§ **Stated problem**:
Can you format the listing from the line with "Automatic pre-labeling failed for tin" to the line with "[53,114,61,142]" as a two-column CSV with the headers text and response, giving one row for each labeling line paired with the boxes that follow it? Each value should sit in a single quoted field, with line breaks replaced by spaces.

§ **Data to process**:
* * * * * * * * *

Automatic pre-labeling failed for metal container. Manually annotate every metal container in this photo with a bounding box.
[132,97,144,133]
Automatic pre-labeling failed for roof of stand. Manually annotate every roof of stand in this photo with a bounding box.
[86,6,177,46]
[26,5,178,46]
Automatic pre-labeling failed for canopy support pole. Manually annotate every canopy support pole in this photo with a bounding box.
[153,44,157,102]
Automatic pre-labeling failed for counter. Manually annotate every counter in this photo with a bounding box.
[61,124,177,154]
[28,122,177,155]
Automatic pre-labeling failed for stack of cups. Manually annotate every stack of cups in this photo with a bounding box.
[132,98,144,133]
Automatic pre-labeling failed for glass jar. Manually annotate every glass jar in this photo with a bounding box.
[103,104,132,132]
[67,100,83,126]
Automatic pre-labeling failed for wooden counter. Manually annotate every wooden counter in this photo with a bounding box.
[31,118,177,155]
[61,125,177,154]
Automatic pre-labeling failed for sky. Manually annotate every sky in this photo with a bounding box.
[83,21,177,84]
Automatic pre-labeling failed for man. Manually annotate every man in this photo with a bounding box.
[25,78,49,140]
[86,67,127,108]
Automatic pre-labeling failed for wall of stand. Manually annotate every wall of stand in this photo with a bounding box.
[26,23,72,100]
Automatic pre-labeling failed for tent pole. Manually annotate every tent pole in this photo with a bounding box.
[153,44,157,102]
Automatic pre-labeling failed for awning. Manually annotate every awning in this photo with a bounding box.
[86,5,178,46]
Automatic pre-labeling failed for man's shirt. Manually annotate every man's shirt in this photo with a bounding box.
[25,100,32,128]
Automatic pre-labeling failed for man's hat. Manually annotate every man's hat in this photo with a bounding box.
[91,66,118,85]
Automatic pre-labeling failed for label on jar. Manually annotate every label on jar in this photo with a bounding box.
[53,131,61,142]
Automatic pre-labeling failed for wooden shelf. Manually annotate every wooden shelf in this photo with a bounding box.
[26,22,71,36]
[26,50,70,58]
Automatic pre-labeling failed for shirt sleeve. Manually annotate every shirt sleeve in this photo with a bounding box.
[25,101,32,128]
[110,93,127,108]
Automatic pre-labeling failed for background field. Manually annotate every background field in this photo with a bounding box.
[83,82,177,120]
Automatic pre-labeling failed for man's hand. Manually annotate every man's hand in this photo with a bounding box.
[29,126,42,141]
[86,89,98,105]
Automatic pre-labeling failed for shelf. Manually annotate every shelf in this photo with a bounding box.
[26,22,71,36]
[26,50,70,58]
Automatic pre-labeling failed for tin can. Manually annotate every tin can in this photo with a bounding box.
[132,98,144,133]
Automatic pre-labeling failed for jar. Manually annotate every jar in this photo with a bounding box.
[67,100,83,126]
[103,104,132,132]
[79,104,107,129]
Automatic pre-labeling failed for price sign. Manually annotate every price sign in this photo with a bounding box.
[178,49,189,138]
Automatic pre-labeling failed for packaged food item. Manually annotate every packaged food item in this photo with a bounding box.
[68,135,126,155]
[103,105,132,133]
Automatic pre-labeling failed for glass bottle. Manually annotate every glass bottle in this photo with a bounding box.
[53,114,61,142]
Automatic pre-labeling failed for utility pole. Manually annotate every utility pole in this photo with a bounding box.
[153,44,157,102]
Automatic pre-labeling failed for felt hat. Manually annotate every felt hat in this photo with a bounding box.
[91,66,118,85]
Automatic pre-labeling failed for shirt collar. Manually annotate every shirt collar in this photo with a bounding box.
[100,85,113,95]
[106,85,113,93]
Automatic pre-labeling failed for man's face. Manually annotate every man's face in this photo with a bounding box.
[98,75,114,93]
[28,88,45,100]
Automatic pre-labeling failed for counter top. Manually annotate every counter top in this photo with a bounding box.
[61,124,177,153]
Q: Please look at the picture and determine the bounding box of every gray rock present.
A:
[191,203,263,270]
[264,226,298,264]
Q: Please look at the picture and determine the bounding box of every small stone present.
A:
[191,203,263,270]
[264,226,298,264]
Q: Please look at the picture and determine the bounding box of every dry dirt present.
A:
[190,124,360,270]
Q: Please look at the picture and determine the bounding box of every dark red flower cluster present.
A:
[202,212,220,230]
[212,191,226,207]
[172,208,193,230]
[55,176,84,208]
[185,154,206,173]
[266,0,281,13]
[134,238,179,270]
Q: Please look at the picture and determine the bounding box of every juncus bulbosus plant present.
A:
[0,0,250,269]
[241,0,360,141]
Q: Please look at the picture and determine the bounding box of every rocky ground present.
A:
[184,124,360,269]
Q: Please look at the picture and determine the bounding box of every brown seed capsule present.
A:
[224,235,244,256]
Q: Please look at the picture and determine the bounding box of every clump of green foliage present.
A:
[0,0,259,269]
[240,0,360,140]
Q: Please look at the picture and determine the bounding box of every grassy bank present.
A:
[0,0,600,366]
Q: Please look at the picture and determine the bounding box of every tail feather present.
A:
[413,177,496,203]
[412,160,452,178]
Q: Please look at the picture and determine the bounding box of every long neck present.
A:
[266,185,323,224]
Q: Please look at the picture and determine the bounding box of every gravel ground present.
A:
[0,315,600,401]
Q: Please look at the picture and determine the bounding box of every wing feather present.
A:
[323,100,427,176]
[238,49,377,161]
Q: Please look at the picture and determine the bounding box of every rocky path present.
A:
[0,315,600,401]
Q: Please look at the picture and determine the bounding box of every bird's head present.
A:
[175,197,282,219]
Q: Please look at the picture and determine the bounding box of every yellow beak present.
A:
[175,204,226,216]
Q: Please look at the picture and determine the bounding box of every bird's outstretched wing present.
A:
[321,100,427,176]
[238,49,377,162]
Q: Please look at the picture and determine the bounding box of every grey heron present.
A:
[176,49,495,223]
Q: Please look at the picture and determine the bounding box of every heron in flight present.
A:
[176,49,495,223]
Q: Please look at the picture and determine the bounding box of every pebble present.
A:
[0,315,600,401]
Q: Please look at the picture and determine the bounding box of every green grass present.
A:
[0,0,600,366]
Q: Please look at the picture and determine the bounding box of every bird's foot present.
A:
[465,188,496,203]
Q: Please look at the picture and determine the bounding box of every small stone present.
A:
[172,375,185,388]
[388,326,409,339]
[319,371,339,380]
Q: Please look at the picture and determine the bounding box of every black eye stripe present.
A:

* * * * * * * * *

§ **Completed task**:
text,response
"Automatic pre-labeling failed for tin can. Manually annotate every tin can in this photo with a bounding box.","[132,98,144,133]"
"Automatic pre-labeling failed for jar. Manually annotate every jar in this photo with a bounding box.","[67,100,83,126] [103,104,132,132] [79,104,107,129]"
"Automatic pre-labeling failed for price sign. Manually annotate every price sign in this photo with a bounding box.","[178,49,189,138]"
"Automatic pre-labeling failed for packaged food item. Manually annotate every packaged food item in this photo with a bounding box.","[68,135,126,155] [103,105,132,133]"
"Automatic pre-labeling failed for glass bottle. Manually annotate every glass bottle in this photo with a bounding box.","[53,114,61,142]"